Per favore, ripeti tale e quale la parte del brano qui sotto che va da "Contributi comunali concessi" fino a "erotiche degli italiani.", compresi entrambi.

## [BRANO DA LEGGERE]

○ ○ ○ ○ ○

Tra gli stereotipi classici del popolo italiano, è noto, c’è quello del latin lover. Amanti appassionati, romantici quel poco che basta nell’arte del conquistare. Nell’era della democrazia partecipativa, la sfera virtuale ha eliminato lo storico corteggiamento, azzerando lo spettacolo espressivo emulato dai pavoni per giungere famelicamente alla soddisfazione del proprio piacere, rimanendo comodamente seduti sulla propria poltrona.
Un’immagine che, probabilmente, l’ircocervo governativo ha cercato di mutuare per proporre soluzioni all’infinita crisi che attanaglia da un decennio i cittadini e, ahimè, il Paese.
Siamo diventati conquistatori dell’irreale, del piacere senza sapore, dove palpiamo un arido mouse illudendoci di essere cloni di Rodolfo Valentino o Raoul Bova. Una visione di triste solitudine e di sdoganamento dalla realtà probabilmente frutto anche della scarsità di risposte governative ai problemi dell’Italia.
Gli italiani sono senza lavoro, i giovani ansimano alla ricerca di una occupazione, gli anziani non vedono un futuro roseo nel loro naturale percorso del destino umano. Ma all’urlo dei cittadini che riecheggia frenetico nella sale ospedaliere, prive di un consistente personale medico e sanitario adeguato, e nei centri di istruzione, dimenticati nella esilarante carenza culturale oggettivamente dimostrata da molti influenti nostri delegati nelle sale del potere, l’ircocervo ha trovato una risposta nella ragnatela degli emendamenti legati al decreto crescita.
Contributi comunali concessi per favorire l’ampliamento o la riapertura di negozi chiusi da almeno sei mesi nei centri fino a 20mila abitanti. Una misura che, alla pari dei negozi al dettaglio, agevolerà anche coloro che vendono articoli per adulti. 28 milioni fino al 2022 e 20 milioni dal 2023. In totale 48 milioni di euro per soddisfare le fantasie erotiche degli italiani.
Il grande Woody Allen, nella sua proverbiale capacità aforistica, una volta recitò: «La differenza fra il sesso e la morte è che la morte la puoi fare da solo senza che nessuno rida di te».

○ ○ ○ ○ ○

## [DATI IN INGRESSO]
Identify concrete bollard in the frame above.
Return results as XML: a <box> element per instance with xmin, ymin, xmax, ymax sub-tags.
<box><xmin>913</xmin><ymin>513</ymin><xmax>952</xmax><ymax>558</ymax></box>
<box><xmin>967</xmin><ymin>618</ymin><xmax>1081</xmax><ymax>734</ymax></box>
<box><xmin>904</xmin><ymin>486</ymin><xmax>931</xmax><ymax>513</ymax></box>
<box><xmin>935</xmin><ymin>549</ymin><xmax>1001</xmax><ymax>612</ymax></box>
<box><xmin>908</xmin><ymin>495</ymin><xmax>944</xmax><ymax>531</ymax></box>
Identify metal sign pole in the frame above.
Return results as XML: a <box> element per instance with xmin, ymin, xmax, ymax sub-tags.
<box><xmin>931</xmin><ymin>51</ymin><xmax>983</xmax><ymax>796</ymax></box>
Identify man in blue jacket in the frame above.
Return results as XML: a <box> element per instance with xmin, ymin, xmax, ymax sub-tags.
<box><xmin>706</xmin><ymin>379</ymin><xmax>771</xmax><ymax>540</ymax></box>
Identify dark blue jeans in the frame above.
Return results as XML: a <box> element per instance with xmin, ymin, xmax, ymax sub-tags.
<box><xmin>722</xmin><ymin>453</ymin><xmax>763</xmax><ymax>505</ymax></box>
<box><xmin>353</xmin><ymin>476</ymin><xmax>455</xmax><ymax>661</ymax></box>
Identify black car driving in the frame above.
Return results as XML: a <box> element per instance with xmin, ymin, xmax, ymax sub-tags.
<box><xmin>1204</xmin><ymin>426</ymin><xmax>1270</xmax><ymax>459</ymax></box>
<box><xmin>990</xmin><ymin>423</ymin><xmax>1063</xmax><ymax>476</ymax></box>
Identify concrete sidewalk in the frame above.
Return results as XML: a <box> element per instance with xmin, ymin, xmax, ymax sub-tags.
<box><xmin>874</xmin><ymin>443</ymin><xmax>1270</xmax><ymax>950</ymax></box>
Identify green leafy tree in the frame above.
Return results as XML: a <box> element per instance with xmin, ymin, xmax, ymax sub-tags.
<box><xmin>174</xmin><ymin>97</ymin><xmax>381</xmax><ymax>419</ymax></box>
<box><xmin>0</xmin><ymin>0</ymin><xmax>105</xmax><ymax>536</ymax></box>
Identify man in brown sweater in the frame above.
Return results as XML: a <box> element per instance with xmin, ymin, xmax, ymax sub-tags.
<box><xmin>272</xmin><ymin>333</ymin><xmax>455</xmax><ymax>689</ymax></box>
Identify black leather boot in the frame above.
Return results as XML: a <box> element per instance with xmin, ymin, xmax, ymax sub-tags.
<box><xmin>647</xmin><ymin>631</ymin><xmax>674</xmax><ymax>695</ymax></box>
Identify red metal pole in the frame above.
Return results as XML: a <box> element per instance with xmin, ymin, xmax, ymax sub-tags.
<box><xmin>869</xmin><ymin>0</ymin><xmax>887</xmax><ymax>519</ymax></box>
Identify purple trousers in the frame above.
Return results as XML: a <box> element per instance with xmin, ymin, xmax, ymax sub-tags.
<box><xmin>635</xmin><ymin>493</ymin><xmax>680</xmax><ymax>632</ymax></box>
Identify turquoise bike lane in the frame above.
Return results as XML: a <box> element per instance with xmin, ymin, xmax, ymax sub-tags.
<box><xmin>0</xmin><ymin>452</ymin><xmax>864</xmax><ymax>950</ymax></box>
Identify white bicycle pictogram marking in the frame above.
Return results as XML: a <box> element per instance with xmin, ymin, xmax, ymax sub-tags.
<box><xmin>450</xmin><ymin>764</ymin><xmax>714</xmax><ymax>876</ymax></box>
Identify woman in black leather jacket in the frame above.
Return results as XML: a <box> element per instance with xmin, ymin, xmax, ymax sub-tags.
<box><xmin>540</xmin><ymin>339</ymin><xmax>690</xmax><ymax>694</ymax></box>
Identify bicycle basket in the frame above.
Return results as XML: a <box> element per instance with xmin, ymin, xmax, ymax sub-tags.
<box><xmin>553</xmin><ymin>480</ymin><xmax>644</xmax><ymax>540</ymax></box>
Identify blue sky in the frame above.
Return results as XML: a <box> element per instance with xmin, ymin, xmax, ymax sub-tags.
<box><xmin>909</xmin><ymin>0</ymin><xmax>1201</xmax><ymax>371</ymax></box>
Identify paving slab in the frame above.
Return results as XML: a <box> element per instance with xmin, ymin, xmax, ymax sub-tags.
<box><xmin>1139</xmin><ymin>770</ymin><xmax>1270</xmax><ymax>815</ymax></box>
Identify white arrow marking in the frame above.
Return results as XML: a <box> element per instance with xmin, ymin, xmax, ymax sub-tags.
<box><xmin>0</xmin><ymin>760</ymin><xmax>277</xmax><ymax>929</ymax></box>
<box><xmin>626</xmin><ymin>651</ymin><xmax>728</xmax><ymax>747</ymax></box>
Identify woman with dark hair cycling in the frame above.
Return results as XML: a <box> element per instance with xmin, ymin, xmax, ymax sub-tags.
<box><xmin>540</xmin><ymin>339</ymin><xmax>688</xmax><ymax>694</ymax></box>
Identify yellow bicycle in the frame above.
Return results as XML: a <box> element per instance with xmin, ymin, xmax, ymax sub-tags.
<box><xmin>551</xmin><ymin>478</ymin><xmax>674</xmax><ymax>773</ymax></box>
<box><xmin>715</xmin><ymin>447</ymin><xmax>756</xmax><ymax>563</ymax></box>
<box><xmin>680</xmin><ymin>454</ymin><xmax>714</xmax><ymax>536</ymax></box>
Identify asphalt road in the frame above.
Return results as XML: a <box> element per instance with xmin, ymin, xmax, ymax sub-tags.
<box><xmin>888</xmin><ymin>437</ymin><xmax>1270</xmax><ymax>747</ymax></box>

○ ○ ○ ○ ○

## [LA TUA RISPOSTA]
Contributi comunali concessi per favorire l’ampliamento o la riapertura di negozi chiusi da almeno sei mesi nei centri fino a 20mila abitanti. Una misura che, alla pari dei negozi al dettaglio, agevolerà anche coloro che vendono articoli per adulti. 28 milioni fino al 2022 e 20 milioni dal 2023. In totale 48 milioni di euro per soddisfare le fantasie erotiche degli italiani.